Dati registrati

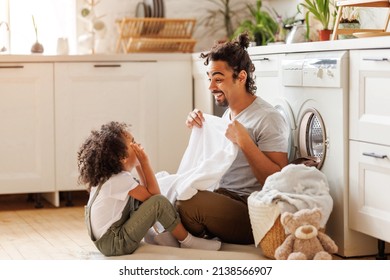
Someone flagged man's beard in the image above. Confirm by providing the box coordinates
[215,98,229,107]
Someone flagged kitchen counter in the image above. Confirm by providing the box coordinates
[248,36,390,55]
[0,53,191,63]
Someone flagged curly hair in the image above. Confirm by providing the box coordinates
[200,32,257,95]
[77,122,130,191]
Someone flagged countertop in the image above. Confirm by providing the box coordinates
[0,53,191,63]
[248,36,390,55]
[0,36,390,63]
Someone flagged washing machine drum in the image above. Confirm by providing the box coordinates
[275,104,296,162]
[298,108,327,169]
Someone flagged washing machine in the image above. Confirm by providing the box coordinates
[251,54,297,162]
[280,51,384,257]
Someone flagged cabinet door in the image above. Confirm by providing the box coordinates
[55,62,158,191]
[251,54,281,106]
[0,63,55,194]
[350,50,390,145]
[349,141,390,242]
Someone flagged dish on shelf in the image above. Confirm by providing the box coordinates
[135,2,151,17]
[143,0,156,17]
[352,31,390,38]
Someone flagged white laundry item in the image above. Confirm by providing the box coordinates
[248,164,333,246]
[156,114,238,203]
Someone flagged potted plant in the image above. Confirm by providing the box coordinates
[198,0,245,40]
[297,0,333,41]
[338,7,360,39]
[233,0,279,46]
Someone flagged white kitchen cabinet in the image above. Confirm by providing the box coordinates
[55,62,158,191]
[350,49,390,145]
[0,62,55,203]
[349,49,390,258]
[55,60,192,194]
[251,54,283,102]
[349,141,390,242]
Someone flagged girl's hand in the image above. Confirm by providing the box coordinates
[130,143,149,165]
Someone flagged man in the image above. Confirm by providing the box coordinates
[176,33,288,244]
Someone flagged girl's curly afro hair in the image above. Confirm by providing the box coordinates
[77,122,130,191]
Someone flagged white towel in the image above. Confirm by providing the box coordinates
[156,114,238,203]
[248,164,333,246]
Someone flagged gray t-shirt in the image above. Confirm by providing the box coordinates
[219,97,289,195]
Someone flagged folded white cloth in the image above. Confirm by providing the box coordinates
[248,164,333,246]
[156,114,238,203]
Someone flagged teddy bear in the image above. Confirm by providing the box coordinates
[275,208,338,260]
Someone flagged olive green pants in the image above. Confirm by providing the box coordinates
[94,195,180,256]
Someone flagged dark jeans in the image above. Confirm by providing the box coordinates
[176,189,254,244]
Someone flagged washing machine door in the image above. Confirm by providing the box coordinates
[298,108,327,169]
[274,99,297,162]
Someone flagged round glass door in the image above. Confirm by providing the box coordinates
[298,108,327,169]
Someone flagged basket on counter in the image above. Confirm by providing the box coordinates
[116,18,196,53]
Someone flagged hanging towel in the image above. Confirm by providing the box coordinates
[156,114,238,203]
[248,164,333,246]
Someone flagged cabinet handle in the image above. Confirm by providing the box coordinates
[363,57,389,61]
[363,152,387,159]
[0,65,24,69]
[93,64,121,68]
[253,57,270,61]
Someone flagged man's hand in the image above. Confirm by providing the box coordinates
[186,109,205,128]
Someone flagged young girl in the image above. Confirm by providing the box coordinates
[78,122,221,256]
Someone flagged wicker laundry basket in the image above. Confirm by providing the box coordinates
[259,215,287,259]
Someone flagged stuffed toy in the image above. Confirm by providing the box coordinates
[275,208,338,260]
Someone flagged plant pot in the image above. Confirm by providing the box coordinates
[31,41,43,53]
[318,29,332,41]
[338,22,360,40]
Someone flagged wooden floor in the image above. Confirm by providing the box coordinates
[0,192,384,260]
[0,193,103,260]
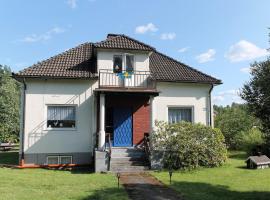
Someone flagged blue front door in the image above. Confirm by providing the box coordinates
[113,107,132,147]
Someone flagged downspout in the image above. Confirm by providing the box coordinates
[208,84,214,127]
[20,78,26,166]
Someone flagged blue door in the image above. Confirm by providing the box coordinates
[113,107,132,147]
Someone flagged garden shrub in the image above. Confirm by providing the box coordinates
[236,128,265,154]
[150,122,227,169]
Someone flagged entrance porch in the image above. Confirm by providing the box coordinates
[97,91,157,150]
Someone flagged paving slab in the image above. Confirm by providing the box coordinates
[120,173,182,200]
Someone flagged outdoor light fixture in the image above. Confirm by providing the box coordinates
[116,172,121,189]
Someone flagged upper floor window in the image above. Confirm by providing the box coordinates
[168,107,192,124]
[125,54,134,72]
[47,106,76,128]
[113,54,134,73]
[113,55,123,73]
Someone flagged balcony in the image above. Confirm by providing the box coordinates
[99,69,156,91]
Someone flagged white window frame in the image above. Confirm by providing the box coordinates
[59,155,73,165]
[112,53,136,72]
[47,155,59,165]
[46,155,73,165]
[43,104,78,131]
[167,105,195,123]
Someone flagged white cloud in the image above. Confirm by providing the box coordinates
[178,47,190,53]
[225,40,269,62]
[196,49,216,63]
[240,67,251,74]
[67,0,77,9]
[160,33,176,40]
[135,23,158,34]
[20,27,66,43]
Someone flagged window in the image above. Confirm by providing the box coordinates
[47,155,72,165]
[59,156,72,165]
[47,156,59,165]
[113,54,134,73]
[168,107,192,124]
[113,55,123,73]
[47,106,76,128]
[126,54,134,72]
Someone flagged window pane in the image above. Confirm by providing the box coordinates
[126,55,134,72]
[168,108,192,123]
[113,55,123,73]
[47,106,76,128]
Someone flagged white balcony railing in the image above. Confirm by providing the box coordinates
[99,69,156,89]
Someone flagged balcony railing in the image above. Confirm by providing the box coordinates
[99,69,156,89]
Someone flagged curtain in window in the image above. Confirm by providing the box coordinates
[169,108,192,123]
[47,106,75,120]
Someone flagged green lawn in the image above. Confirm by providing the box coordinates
[0,152,127,200]
[153,152,270,200]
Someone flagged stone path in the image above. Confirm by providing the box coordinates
[120,173,182,200]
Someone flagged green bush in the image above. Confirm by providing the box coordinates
[150,122,227,169]
[236,128,264,153]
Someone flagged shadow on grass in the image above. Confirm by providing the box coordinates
[0,151,19,165]
[171,182,270,200]
[78,188,128,200]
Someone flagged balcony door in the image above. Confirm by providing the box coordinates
[113,107,132,147]
[113,53,135,87]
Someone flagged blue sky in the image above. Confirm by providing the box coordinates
[0,0,270,105]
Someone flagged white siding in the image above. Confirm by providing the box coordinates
[154,83,210,125]
[24,80,97,153]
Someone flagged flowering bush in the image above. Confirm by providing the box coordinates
[150,122,227,169]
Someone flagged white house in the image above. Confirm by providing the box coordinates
[13,34,221,170]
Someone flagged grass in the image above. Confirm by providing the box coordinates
[0,152,128,200]
[153,152,270,200]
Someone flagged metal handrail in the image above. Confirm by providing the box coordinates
[105,133,112,171]
[99,69,156,89]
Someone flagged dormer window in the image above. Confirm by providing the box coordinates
[125,54,134,72]
[113,54,134,73]
[113,55,123,73]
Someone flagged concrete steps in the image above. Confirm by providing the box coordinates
[110,148,149,172]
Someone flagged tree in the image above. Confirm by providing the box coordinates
[214,103,260,149]
[240,58,270,152]
[0,65,20,142]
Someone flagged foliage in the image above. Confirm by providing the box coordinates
[241,59,270,152]
[0,65,20,142]
[152,152,270,200]
[151,122,227,169]
[235,128,264,154]
[214,103,260,149]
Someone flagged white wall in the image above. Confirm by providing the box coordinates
[154,82,211,125]
[97,50,149,71]
[24,80,97,153]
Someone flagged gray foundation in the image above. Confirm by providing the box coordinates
[20,152,93,165]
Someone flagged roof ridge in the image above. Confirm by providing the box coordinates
[94,33,156,50]
[17,42,94,74]
[152,50,222,82]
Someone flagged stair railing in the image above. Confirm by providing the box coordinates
[143,133,151,162]
[105,133,112,171]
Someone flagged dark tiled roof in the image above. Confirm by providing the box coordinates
[149,51,221,84]
[14,34,221,84]
[15,43,96,78]
[95,34,154,51]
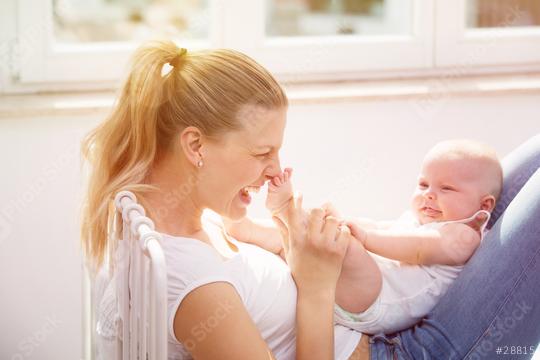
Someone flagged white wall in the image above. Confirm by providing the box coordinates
[0,93,540,360]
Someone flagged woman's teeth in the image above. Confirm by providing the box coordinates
[242,186,261,194]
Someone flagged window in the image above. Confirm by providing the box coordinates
[18,0,218,83]
[435,0,540,71]
[6,0,540,88]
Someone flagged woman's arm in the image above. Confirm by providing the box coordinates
[223,217,284,257]
[174,282,274,360]
[273,197,351,360]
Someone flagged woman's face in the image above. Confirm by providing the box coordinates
[199,105,287,219]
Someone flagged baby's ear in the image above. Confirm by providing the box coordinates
[480,195,496,212]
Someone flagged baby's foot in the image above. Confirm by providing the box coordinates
[266,168,293,213]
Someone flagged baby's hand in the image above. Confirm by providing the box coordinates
[345,220,367,246]
[266,168,293,213]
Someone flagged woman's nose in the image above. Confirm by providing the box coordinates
[424,189,437,200]
[265,156,282,179]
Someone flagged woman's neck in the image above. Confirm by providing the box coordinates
[144,155,203,240]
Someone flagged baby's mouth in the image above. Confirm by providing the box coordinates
[420,206,442,217]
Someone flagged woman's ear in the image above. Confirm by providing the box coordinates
[480,195,496,212]
[180,126,203,166]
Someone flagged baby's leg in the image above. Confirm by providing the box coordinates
[336,235,382,313]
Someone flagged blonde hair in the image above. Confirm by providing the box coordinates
[81,41,288,269]
[426,139,503,200]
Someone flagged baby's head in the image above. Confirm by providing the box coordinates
[412,140,502,224]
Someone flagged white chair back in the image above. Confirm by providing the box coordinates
[114,191,167,360]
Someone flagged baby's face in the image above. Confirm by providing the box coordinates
[412,158,486,224]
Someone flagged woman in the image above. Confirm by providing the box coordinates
[83,42,359,359]
[83,42,540,359]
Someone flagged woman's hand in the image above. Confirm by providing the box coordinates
[274,196,351,296]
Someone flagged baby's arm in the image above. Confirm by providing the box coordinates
[348,214,484,265]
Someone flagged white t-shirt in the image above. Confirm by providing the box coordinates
[162,219,361,360]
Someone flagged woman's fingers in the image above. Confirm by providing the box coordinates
[336,225,352,256]
[322,202,341,218]
[308,208,326,239]
[323,216,339,243]
[287,193,302,228]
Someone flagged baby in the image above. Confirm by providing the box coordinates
[226,140,502,334]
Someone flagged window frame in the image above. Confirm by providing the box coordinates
[435,0,540,68]
[6,0,540,93]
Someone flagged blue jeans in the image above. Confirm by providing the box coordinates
[369,135,540,360]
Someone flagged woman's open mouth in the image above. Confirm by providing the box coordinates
[239,186,261,205]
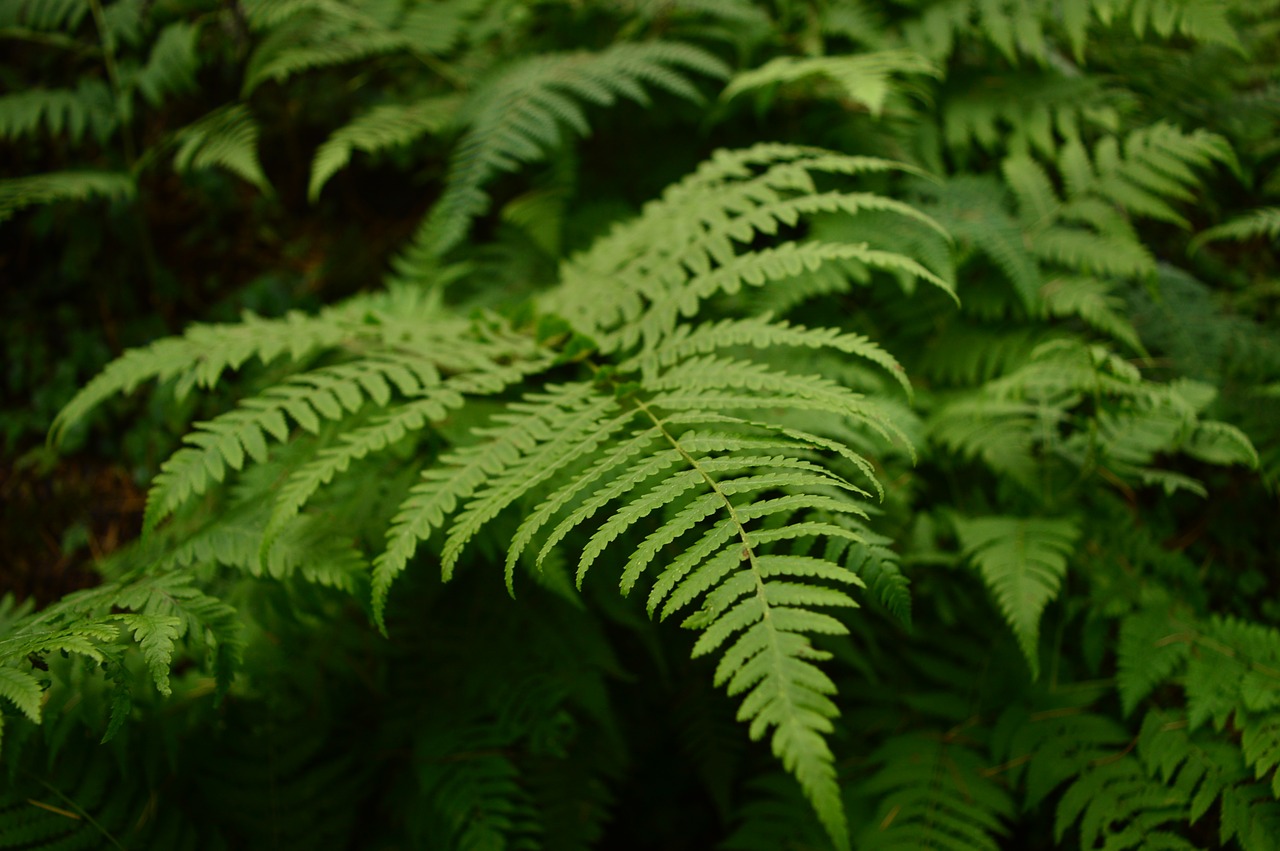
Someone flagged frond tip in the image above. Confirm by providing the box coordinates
[956,517,1080,677]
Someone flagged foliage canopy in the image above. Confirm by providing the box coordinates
[0,0,1280,851]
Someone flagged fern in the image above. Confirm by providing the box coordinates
[173,104,271,193]
[307,96,458,201]
[0,79,118,143]
[956,517,1080,678]
[1187,207,1280,252]
[721,50,937,115]
[396,42,724,278]
[858,733,1014,851]
[129,20,200,106]
[0,170,137,221]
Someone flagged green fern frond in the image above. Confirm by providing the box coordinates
[1116,0,1244,54]
[550,143,954,352]
[1187,207,1280,253]
[396,42,726,273]
[620,314,911,398]
[1116,601,1189,715]
[128,20,200,106]
[6,0,90,32]
[1138,709,1280,851]
[942,73,1119,159]
[173,104,271,193]
[143,356,448,530]
[261,366,525,559]
[1053,755,1196,851]
[1060,124,1238,228]
[49,292,465,444]
[1041,276,1147,356]
[307,95,460,202]
[0,78,119,143]
[858,733,1015,851]
[0,664,45,724]
[721,50,938,115]
[0,171,137,221]
[374,384,612,628]
[955,517,1080,678]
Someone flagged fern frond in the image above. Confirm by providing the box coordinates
[0,171,137,221]
[721,50,938,115]
[620,314,911,398]
[128,20,200,106]
[374,384,612,628]
[1116,608,1189,715]
[173,104,271,193]
[0,78,119,143]
[261,367,526,559]
[396,42,726,273]
[3,0,90,32]
[0,664,45,724]
[1060,124,1238,228]
[307,95,460,202]
[858,733,1015,851]
[1138,709,1280,851]
[1187,207,1280,253]
[49,293,460,444]
[143,357,448,530]
[550,143,954,351]
[1041,276,1147,354]
[956,517,1080,678]
[242,0,410,97]
[1053,755,1196,851]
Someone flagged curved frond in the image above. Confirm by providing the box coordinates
[307,95,460,201]
[173,104,271,193]
[396,41,724,279]
[721,50,938,115]
[0,171,137,221]
[956,517,1080,677]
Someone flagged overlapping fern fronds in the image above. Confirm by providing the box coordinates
[45,145,950,845]
[396,41,727,279]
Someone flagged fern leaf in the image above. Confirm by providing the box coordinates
[1053,758,1196,851]
[620,314,911,398]
[0,664,45,724]
[440,397,635,591]
[858,733,1014,851]
[1116,609,1192,715]
[549,143,954,352]
[307,96,460,202]
[143,357,440,530]
[397,42,724,278]
[116,614,182,697]
[0,79,119,143]
[131,20,200,106]
[956,517,1080,677]
[173,104,271,195]
[0,171,137,221]
[1187,207,1280,253]
[50,301,409,443]
[721,50,938,115]
[260,367,524,561]
[374,384,603,628]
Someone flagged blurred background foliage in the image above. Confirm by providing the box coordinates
[0,0,1280,851]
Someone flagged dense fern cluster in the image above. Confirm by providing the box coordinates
[0,0,1280,851]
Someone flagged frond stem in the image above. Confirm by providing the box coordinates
[28,772,125,851]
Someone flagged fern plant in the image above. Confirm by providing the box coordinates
[10,0,1280,851]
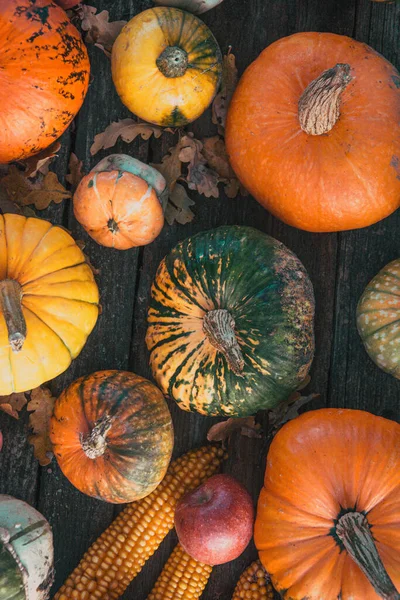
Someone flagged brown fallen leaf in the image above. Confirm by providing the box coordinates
[22,142,61,179]
[77,4,126,52]
[21,171,72,210]
[26,387,56,467]
[207,417,262,442]
[90,119,166,156]
[179,135,219,198]
[1,165,71,212]
[65,152,85,188]
[165,183,194,225]
[212,48,238,135]
[0,393,28,419]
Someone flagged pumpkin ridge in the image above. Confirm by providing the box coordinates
[24,306,74,360]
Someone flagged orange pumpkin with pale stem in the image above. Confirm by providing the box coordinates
[255,409,400,600]
[74,154,166,250]
[50,371,174,504]
[111,6,222,127]
[226,33,400,232]
[0,0,90,163]
[0,214,99,396]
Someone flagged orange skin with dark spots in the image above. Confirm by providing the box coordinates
[74,170,164,250]
[226,33,400,232]
[0,0,90,163]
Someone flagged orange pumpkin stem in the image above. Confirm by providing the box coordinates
[0,279,26,352]
[203,308,244,376]
[81,415,113,460]
[336,512,400,600]
[299,63,352,135]
[156,46,189,78]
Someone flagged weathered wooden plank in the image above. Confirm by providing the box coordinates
[329,0,400,420]
[35,0,153,591]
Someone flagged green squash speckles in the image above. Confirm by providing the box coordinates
[146,226,314,416]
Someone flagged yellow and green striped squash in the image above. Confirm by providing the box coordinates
[146,226,314,416]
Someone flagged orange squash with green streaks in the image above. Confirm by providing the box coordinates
[254,409,400,600]
[50,371,174,504]
[0,0,90,163]
[0,214,99,396]
[146,226,314,416]
[111,6,222,127]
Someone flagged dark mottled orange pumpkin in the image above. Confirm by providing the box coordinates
[0,0,90,163]
[50,371,174,504]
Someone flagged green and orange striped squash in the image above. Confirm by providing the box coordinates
[50,370,174,504]
[111,6,222,127]
[357,258,400,379]
[146,226,314,416]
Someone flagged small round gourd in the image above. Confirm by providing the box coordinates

▶ _Istruzioni da seguire_
Puoi inserire in un CSV a due colonne, testo e valore, le voci che vanno dalla riga che contiene "Someone flagged baby's arm" fino alla riga che contiene "[226,140,502,334]", estremi inclusi? Metti una riga per voce, con il testo in testo e la risposta in valore, ogni campo tra virgolette e gli a capo sostituiti da spazi.

▶ _Risultato_
testo,valore
"Someone flagged baby's arm in the image above. Confirm by providing the box coordinates","[348,214,484,265]"
"Someone flagged white t-shirt in the image above. Confirm by providing the box coordinates","[162,219,361,360]"
"Someone flagged woman's fingers in the image above. Confirm by providing the box coordinates","[336,225,352,256] [322,202,341,218] [308,208,326,239] [323,216,339,243] [287,193,302,228]"
"Someone flagged baby in the image above. Confirm by providing the box coordinates","[226,140,502,334]"